Your task -> Pull out every line of the records below that contains the string "mesh", matching case exactly.

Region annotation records
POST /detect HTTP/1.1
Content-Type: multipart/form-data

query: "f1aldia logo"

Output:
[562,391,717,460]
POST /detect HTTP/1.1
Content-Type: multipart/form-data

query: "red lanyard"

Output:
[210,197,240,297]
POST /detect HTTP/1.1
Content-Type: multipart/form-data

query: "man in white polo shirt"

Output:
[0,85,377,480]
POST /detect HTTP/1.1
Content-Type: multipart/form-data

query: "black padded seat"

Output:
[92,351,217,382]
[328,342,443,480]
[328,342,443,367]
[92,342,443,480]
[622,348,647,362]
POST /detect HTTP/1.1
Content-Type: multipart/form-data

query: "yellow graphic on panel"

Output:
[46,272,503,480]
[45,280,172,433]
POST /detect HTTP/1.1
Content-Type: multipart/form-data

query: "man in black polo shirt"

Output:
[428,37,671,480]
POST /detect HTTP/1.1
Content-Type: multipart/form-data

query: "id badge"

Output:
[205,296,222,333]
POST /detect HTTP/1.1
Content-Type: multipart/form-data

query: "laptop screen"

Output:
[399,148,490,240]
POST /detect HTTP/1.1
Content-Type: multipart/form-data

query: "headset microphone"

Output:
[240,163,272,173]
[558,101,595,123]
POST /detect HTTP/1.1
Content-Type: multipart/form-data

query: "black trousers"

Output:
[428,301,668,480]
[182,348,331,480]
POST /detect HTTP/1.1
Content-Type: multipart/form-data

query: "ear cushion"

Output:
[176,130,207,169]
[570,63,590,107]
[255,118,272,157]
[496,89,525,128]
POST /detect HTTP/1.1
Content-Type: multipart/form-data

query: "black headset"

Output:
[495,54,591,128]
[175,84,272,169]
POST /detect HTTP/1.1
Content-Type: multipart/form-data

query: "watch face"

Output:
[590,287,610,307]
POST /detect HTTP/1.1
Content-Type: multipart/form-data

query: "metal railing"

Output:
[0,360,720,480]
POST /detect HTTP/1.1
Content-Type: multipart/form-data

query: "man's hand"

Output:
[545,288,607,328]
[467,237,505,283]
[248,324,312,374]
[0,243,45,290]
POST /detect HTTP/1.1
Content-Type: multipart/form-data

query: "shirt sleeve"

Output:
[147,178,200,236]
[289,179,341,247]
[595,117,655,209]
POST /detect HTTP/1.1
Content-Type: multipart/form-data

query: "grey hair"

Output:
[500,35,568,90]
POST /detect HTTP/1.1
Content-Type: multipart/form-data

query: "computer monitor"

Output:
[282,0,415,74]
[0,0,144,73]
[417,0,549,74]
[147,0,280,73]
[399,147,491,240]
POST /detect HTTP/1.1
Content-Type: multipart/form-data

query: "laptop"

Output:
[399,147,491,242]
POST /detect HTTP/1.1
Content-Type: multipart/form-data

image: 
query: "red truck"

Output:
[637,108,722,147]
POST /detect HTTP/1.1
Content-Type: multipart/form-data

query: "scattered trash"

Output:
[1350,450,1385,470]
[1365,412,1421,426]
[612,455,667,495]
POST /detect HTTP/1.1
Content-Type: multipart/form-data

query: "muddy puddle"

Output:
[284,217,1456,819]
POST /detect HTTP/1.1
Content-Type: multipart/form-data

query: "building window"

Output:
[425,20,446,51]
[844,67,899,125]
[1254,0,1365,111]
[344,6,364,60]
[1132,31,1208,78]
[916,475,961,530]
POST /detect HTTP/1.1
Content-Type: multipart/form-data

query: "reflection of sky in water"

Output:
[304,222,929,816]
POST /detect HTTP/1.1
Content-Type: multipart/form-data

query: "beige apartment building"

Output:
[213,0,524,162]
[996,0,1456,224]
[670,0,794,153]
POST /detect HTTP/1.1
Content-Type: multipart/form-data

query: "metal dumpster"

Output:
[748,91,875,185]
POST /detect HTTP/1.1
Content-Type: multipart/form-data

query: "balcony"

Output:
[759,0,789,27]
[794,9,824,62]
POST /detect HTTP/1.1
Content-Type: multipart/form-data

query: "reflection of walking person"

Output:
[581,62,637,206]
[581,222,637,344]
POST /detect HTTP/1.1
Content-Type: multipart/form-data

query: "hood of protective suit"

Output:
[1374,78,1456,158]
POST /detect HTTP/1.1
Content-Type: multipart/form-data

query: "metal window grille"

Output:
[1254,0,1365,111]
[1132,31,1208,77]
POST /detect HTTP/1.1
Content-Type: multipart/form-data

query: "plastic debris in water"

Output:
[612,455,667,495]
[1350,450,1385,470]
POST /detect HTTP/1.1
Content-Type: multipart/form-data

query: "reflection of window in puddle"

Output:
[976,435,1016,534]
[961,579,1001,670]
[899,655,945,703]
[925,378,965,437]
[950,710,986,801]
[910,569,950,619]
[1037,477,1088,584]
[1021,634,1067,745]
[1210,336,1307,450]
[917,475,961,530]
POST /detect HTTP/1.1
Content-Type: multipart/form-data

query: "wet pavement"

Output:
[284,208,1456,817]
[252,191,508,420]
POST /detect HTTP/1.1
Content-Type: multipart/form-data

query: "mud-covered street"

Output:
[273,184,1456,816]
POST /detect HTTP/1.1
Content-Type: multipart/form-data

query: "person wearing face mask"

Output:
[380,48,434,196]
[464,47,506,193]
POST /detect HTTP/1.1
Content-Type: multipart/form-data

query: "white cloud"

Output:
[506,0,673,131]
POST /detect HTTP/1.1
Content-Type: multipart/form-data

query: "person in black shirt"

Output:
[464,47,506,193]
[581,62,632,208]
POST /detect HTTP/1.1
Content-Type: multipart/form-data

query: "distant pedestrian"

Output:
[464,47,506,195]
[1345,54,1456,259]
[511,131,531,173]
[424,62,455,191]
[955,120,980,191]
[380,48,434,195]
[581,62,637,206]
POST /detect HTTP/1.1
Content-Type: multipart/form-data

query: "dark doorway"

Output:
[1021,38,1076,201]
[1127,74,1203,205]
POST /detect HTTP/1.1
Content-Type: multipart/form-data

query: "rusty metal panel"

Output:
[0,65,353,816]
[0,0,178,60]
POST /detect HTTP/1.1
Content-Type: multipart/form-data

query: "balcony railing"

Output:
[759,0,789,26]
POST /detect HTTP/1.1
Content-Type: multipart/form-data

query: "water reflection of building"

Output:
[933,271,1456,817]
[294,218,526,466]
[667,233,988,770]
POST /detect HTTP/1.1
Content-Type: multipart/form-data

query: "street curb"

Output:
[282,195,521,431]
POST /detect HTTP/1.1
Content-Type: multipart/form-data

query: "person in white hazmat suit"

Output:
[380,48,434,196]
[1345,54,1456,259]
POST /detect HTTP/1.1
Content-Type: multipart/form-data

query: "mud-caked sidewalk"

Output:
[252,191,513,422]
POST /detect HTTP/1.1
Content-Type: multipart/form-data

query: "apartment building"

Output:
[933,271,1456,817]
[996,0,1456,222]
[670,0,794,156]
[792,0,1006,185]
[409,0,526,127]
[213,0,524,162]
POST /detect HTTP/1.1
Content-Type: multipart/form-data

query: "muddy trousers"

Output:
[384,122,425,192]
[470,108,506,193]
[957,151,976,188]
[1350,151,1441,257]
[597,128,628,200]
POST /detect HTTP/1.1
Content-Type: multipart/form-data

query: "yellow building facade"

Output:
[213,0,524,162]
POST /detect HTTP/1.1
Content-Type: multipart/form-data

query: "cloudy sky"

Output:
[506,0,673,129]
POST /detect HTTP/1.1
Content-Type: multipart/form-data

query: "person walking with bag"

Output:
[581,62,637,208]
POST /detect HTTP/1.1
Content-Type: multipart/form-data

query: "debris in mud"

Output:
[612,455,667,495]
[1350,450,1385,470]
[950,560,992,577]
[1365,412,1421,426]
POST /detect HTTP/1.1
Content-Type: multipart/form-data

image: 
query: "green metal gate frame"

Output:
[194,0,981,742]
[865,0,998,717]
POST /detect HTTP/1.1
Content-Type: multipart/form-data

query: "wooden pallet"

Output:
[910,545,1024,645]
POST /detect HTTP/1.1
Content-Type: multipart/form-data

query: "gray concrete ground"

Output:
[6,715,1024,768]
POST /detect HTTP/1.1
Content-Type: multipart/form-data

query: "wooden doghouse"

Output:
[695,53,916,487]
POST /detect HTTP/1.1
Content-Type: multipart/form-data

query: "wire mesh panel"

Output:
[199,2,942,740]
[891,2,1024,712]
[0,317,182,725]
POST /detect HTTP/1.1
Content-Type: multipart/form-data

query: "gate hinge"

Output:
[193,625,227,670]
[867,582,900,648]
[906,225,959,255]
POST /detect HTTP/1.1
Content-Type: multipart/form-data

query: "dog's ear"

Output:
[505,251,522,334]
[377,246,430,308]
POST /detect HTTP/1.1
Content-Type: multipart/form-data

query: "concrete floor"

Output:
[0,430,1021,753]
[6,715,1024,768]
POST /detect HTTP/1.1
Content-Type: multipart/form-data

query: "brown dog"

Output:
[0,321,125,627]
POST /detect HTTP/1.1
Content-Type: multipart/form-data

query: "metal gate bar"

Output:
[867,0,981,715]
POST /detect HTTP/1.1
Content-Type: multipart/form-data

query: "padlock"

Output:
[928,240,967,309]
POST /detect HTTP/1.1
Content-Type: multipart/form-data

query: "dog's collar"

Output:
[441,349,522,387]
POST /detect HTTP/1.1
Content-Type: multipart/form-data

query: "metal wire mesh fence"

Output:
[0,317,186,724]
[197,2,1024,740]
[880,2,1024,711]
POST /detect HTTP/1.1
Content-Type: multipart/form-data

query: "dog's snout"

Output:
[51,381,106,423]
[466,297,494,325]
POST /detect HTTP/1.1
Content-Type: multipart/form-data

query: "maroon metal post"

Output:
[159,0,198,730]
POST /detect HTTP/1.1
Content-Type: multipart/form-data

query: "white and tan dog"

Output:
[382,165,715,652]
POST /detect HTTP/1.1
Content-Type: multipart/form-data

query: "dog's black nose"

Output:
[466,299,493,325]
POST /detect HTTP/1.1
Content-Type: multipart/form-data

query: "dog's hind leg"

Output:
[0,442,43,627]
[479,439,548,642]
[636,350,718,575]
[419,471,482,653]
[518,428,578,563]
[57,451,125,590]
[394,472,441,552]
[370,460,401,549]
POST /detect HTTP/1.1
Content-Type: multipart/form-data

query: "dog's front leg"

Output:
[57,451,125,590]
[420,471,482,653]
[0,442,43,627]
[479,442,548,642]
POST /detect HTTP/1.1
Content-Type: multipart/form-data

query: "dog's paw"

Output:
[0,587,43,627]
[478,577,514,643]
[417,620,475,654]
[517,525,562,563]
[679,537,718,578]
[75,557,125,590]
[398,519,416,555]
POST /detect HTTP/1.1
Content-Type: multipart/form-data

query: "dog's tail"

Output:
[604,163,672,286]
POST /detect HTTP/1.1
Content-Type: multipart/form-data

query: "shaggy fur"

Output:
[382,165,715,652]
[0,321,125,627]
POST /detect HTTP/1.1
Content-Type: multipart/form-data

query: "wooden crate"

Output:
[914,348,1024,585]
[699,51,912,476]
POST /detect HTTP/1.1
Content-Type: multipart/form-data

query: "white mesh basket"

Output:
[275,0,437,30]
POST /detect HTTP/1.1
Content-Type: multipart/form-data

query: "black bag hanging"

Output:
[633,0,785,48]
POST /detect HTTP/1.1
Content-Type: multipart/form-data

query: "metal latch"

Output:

Exercise response ->
query: "wire mesh panel"
query: "metal wire mesh fence"
query: "white mesh basket"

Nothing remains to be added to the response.